East Coast outage?

Scott A Crosby scrosby at cs.rice.edu
Sat Aug 16 02:09:09 UTC 2003


On Sat, 16 Aug 2003 00:25:14 +0200, Iljitsch van Beijnum <iljitsch at muada.com> writes:

> On vrijdag, aug 15, 2003, at 23:58 Europe/Amsterdam, alex at yuriev.com
> wrote:
> 
> 
> > Amount of energy generated must be balanced with the amount of
> > energy used
> 
> > at any time. Otherwise Bad Things (tm) will happen. The shutown of
> > the grid is a very good thing compared to what it would have been
> > had it not
> 
> > shutdown.
> 
> It seems to me that the power guys are still living somewhere in the
> last century. Is it really impossible to absorb power spikes?

I don't know, but at least reading this IEEE Spectrum article:
http://www.ece.umr.edu/courses/f02/ee207/spectrum/Grid/ implies that
long distance transmission is full of strange and nonlinear effects
such as 'reactive power', voltage support, and other technical
concepts that made me conclude that there are nasty details that are
not widely known. Excerpts follow:

   Generators at another smallpower plant also tripped. The tripping
   was due to high reactive power output associated with supporting
   transmission voltage

** Reactive power sidebar:

   Reactive power consumption tends to depress transmission voltage,
   while its production or injection tends to support
   voltage. Transmission lines both consume it (because of their
   series inductance) and produce it (from their shunt capacitance).

Position identification records:
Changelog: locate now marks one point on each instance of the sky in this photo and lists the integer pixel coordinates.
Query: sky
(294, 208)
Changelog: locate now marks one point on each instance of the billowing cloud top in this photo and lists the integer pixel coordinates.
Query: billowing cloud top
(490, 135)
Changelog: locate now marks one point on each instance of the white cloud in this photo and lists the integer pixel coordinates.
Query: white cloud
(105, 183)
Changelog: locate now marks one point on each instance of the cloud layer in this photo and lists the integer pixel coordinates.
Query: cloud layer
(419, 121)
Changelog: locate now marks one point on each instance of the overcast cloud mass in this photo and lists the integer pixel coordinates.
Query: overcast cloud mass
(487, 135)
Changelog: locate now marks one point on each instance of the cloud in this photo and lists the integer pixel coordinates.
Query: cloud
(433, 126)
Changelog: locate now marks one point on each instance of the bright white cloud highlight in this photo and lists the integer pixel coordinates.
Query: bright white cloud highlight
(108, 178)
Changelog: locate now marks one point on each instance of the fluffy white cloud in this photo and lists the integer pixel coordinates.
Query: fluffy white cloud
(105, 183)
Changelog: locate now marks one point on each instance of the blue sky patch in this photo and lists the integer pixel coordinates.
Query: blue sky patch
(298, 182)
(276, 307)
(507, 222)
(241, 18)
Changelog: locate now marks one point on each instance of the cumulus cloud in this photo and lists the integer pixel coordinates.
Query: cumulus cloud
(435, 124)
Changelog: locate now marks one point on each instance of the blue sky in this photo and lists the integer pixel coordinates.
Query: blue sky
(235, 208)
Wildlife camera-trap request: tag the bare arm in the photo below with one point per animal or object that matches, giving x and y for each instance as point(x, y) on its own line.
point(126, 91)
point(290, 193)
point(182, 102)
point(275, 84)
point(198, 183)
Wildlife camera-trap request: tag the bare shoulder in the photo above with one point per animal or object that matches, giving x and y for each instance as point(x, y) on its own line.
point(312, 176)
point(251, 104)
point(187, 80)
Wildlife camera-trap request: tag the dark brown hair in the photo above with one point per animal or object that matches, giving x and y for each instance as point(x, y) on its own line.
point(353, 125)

Task set:
a – According to the reactive power sidebar in the East Coast outage post, why do transmission lines consume reactive power?
b – Decide whether each statement agrees with the East Coast outage post, answering yes or no and quoting the deciding words: (i) The quoted excerpt reports that generators at another small power plant tripped. (ii) Producing or injecting reactive power tends to depress transmission voltage. (iii) The poster states with certainty that power spikes can be absorbed.
c – Extend the East Coast outage post beyond its final sentence, carrying on the reactive power sidebar.

Written answers:
a – They consume it because of their series inductance.

b –
(i) Yes: "Generators at another smallpower plant also tripped."
(ii) No: "Reactive power consumption tends to depress transmission voltage, while its production or injection tends to support voltage."
(iii) No: "I don't know"

c –
   Because transmission line voltage is held relatively constant, the
   production of reactive power is nearly constant. Its consumption,
   however, is low at light load and high at heavy load.

   The variable net reactive-power requirements of a transmission line
   give rise to a voltage control problem. Generators and
   reactive-power compensation equipment must absorb reactive power
   during light load, and produce it during heavy load.

   In a general emergency, when there are outages and high loading on
   re-maining transmission lines, those lines consume reactive power
   that must be supplied by nearby generators and shunt capacitor
   banks. (Reactive power can be transmitted only over relatively
   short distances.)

   If reactive power cannot be supplied promptly enough in an area of
   decaying voltage, voltage may in effect collapse. Insufficient
   voltage support may in addition contribute to synchronous
   instability. --C.W.T.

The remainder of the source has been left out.